*Task prompt:*
In the records below, how many lines contain the word "panel" with matching case? Give only the number.

*Supplied records:*
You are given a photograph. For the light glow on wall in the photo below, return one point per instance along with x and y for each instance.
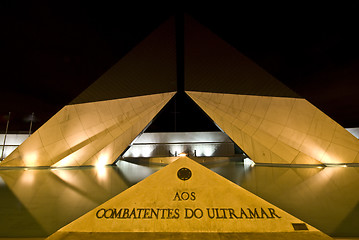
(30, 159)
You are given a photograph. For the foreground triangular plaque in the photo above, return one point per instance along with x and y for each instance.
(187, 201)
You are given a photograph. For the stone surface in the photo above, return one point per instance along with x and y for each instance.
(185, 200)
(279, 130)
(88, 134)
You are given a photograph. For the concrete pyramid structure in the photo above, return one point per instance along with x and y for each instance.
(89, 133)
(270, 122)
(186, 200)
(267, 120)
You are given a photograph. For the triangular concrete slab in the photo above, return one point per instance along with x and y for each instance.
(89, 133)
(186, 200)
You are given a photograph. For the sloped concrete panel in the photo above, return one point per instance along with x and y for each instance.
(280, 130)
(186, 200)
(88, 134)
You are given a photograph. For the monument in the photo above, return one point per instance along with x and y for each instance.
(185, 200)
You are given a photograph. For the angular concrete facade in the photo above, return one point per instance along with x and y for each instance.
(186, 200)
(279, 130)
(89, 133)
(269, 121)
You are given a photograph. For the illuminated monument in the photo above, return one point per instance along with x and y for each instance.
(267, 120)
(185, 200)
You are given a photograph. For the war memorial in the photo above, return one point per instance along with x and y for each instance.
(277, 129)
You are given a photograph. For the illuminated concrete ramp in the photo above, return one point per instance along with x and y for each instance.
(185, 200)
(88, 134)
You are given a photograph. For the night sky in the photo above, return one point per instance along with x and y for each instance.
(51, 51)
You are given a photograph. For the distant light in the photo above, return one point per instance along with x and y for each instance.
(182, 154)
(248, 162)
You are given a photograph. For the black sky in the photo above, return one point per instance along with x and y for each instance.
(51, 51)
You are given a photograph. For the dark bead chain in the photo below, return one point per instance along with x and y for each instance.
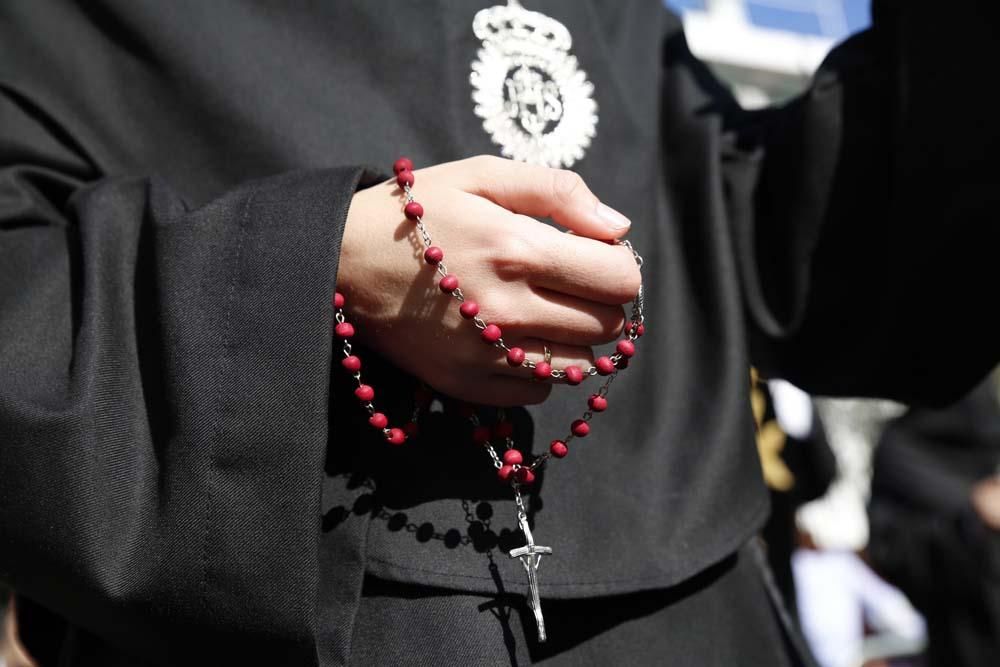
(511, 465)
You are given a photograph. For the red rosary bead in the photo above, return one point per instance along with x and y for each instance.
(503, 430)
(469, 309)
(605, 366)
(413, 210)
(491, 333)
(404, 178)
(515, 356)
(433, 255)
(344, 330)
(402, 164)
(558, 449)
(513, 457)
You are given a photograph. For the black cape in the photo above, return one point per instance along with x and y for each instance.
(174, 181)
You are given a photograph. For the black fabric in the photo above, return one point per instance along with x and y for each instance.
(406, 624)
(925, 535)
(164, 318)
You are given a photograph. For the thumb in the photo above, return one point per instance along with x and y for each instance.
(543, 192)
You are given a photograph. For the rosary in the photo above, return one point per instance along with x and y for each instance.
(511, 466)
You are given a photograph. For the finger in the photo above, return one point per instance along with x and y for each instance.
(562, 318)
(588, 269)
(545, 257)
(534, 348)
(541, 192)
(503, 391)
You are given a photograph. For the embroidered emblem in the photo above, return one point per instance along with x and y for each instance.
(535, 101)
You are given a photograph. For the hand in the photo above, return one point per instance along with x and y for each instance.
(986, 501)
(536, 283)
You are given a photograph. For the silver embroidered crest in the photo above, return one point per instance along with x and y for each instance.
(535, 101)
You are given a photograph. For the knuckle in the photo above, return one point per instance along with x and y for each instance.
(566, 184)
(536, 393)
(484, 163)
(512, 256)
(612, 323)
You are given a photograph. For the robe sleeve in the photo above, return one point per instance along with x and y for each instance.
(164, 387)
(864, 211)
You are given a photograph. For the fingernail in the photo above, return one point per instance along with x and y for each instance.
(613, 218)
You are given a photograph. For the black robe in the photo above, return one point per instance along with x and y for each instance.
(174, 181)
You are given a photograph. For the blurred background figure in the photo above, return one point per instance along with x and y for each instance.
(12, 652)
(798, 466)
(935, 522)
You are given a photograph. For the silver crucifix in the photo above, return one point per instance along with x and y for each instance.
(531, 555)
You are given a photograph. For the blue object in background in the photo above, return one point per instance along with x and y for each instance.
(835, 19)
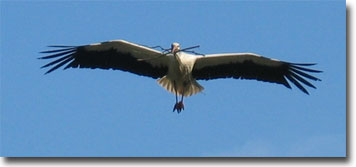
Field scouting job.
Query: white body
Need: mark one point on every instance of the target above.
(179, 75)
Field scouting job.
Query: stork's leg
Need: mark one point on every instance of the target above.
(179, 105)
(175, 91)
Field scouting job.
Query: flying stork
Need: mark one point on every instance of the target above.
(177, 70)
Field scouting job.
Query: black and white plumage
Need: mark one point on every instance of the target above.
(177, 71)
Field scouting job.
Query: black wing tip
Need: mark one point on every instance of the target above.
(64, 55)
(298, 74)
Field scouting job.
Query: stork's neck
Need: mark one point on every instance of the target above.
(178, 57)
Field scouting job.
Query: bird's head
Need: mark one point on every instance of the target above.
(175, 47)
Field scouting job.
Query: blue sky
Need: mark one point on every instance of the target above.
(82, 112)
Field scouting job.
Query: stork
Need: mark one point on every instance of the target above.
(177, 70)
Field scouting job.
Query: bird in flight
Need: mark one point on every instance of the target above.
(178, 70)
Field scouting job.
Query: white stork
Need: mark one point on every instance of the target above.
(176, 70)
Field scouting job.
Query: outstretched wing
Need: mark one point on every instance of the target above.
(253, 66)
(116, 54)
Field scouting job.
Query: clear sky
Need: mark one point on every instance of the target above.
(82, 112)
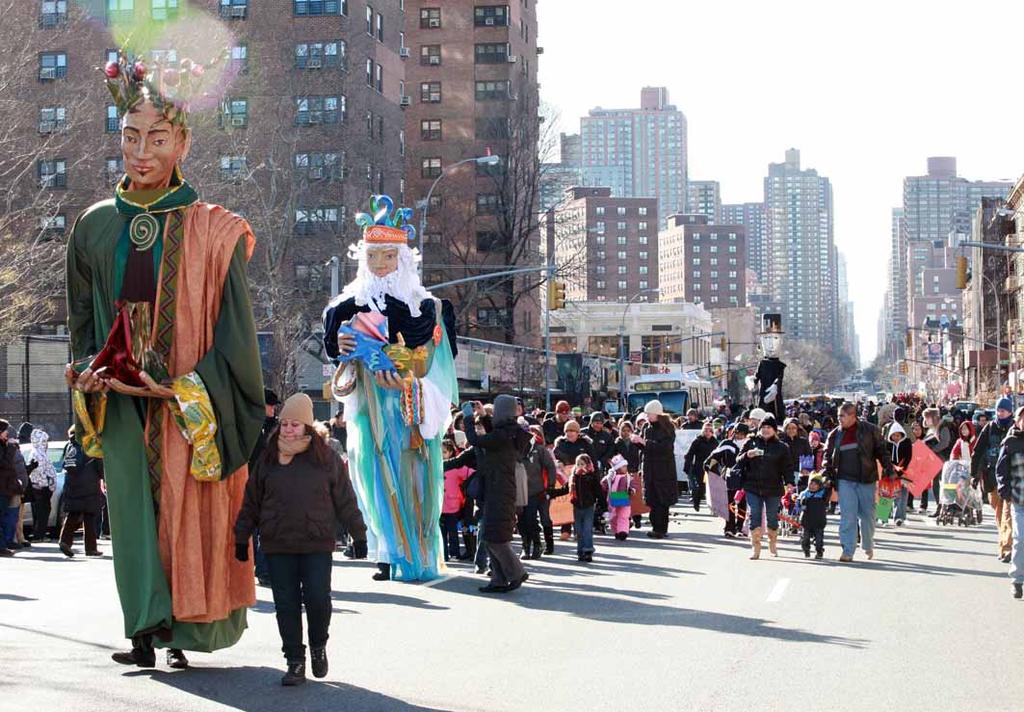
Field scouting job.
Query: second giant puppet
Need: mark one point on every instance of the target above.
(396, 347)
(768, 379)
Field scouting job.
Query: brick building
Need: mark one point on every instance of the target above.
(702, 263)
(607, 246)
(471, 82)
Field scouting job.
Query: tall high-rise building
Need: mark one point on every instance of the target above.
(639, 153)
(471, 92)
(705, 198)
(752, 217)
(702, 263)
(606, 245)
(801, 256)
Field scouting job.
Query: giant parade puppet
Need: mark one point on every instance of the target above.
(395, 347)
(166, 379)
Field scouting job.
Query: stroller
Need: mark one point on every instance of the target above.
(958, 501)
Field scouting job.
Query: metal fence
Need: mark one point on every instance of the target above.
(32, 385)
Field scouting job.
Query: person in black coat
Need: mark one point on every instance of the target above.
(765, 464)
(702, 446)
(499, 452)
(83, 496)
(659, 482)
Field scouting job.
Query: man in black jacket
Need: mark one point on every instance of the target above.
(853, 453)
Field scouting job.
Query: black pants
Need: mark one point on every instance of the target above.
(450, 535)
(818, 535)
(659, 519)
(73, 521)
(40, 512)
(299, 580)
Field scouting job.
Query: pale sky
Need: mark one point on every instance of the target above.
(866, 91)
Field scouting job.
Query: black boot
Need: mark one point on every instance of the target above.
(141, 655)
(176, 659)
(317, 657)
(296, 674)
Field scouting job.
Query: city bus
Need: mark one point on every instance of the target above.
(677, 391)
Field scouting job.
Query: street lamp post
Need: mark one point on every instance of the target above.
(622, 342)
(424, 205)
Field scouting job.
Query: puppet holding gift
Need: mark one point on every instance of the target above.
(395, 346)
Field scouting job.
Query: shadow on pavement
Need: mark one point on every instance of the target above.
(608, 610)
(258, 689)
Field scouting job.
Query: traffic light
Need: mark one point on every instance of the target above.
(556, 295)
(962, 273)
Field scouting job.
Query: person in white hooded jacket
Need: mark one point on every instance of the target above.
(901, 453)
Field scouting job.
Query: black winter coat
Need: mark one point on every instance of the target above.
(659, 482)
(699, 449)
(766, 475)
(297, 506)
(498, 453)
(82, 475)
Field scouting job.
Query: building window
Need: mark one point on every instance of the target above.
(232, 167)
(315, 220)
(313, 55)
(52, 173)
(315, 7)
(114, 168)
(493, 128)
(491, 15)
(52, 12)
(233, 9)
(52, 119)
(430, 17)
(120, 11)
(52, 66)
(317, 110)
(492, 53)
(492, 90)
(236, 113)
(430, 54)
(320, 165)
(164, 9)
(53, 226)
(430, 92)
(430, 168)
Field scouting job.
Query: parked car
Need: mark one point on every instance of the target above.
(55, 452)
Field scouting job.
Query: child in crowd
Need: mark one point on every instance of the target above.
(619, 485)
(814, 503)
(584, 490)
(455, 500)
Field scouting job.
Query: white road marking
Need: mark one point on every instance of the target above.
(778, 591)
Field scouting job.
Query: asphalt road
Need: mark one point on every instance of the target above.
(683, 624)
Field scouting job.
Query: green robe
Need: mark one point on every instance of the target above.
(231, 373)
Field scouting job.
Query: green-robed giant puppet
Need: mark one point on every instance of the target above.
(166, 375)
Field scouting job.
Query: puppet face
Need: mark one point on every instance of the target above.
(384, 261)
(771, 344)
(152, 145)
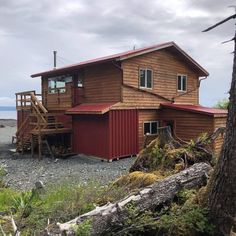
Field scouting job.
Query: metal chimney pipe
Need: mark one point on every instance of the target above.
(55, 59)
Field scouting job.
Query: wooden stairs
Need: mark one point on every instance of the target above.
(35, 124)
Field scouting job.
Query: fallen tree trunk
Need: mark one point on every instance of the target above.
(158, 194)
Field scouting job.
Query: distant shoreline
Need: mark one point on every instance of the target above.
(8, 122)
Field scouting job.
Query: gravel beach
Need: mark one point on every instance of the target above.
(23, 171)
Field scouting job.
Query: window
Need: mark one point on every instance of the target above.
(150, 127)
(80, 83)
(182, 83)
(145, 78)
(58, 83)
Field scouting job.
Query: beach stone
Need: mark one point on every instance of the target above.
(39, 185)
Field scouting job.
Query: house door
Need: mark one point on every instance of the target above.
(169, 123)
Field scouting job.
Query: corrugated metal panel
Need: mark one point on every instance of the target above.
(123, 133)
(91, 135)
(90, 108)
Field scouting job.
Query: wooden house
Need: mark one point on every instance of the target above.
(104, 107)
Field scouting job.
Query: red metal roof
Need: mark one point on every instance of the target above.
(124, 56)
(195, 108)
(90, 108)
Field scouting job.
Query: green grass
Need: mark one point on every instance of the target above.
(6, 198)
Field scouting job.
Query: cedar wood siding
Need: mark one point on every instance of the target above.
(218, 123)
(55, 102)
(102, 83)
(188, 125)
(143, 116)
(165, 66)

*Result:*
2